* [What the exercise asks] Identify every line in the records below that contains the word "woman", and reproduce each one.

(Natural language region descriptions)
━━━━━━
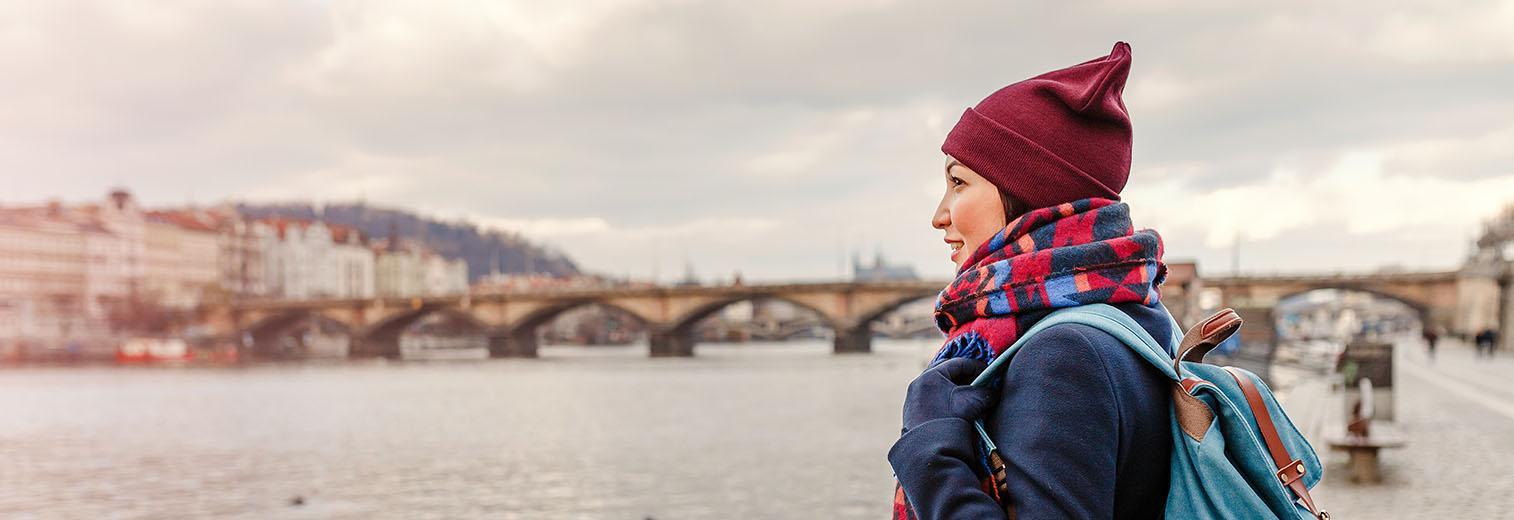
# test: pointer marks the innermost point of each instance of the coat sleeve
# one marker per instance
(934, 464)
(1057, 426)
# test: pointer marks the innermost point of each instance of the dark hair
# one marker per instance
(1012, 206)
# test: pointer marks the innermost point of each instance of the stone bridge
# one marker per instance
(1454, 302)
(510, 319)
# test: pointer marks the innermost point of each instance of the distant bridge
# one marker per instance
(1449, 300)
(510, 319)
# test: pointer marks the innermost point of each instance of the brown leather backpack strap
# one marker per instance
(1290, 470)
(1205, 335)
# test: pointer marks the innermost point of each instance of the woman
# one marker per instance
(1033, 219)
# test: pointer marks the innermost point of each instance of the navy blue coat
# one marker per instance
(1081, 422)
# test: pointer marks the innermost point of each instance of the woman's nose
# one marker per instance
(942, 217)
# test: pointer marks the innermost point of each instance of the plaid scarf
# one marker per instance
(1066, 255)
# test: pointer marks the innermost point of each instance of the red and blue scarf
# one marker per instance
(1066, 255)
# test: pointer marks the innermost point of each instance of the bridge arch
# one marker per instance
(1422, 310)
(268, 337)
(676, 338)
(382, 338)
(518, 338)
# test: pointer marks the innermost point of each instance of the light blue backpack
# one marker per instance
(1234, 452)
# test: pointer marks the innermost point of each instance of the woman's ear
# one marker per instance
(1012, 206)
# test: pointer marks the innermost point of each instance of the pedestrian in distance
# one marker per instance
(1429, 341)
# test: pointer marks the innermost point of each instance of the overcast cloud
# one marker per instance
(769, 137)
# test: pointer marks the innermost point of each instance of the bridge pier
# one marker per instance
(671, 343)
(520, 344)
(374, 346)
(854, 338)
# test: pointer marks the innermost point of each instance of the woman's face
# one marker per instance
(971, 211)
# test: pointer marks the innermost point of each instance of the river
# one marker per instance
(741, 431)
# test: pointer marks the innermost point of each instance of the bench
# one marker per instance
(1364, 438)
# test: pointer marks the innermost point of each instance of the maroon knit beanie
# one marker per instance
(1052, 138)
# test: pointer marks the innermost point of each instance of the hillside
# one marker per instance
(479, 247)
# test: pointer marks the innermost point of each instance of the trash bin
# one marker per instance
(1373, 361)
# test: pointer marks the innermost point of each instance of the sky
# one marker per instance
(771, 138)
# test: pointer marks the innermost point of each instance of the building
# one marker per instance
(881, 270)
(64, 270)
(180, 258)
(404, 270)
(309, 260)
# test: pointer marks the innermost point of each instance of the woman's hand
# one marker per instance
(945, 390)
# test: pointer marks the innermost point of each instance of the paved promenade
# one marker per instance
(1457, 414)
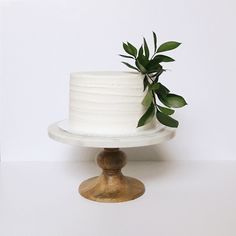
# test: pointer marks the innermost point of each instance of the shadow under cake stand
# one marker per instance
(111, 185)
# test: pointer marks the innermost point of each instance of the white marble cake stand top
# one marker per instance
(145, 139)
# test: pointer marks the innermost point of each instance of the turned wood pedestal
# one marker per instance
(111, 185)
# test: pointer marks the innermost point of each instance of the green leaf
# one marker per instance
(129, 50)
(162, 89)
(153, 67)
(166, 111)
(168, 46)
(155, 86)
(130, 66)
(133, 49)
(126, 56)
(166, 120)
(155, 41)
(175, 101)
(146, 49)
(145, 83)
(162, 99)
(140, 66)
(162, 58)
(147, 99)
(147, 116)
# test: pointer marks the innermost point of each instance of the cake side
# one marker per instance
(107, 103)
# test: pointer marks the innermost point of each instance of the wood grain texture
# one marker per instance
(111, 185)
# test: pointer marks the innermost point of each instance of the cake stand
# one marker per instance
(111, 185)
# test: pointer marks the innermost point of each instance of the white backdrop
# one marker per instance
(43, 41)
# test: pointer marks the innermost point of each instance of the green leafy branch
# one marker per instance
(150, 66)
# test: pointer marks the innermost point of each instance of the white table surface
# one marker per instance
(183, 198)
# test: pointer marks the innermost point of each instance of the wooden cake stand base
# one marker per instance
(111, 185)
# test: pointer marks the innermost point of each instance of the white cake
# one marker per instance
(107, 103)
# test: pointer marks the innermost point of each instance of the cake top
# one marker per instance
(105, 74)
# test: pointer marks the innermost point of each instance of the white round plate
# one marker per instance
(143, 139)
(64, 125)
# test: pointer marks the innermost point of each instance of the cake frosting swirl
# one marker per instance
(107, 103)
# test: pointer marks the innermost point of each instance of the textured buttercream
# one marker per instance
(107, 103)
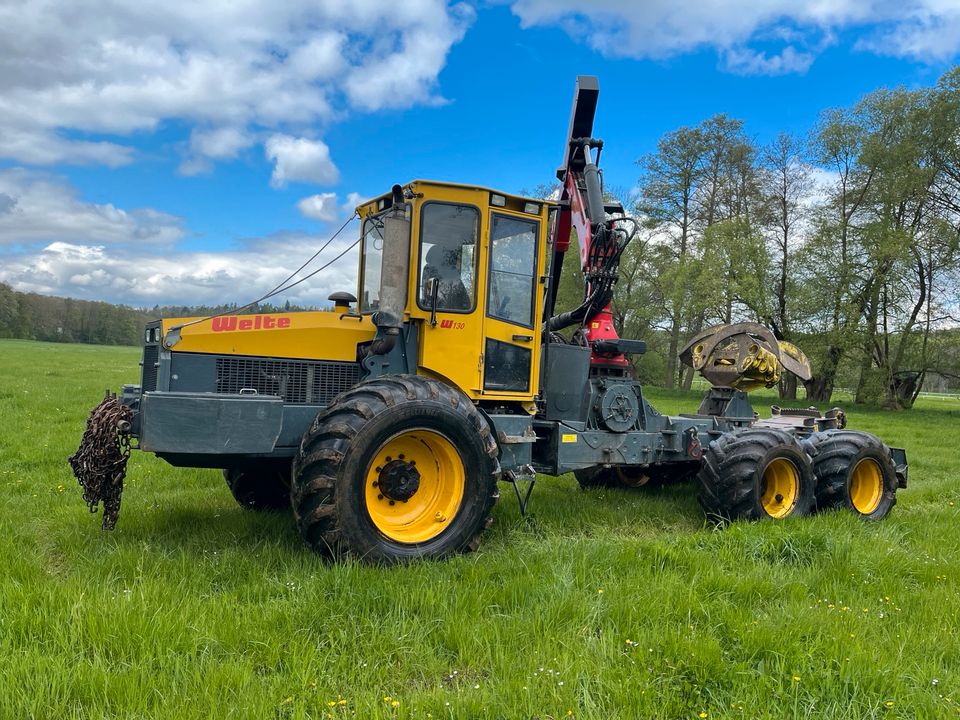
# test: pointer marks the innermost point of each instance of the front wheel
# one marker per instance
(755, 474)
(398, 468)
━━━━━━
* [Your solution]
# test: pointer marks the innermost point of each instance of the woman
# test: pointer marks the innermost point of each instance of the woman's nose
# test: pointer marks the innermost point of each instance of the woman's ear
# test: pointer marks the innermost point of each instance of the woman's face
# test: pointer marks the innermost point of each instance of the woman's hand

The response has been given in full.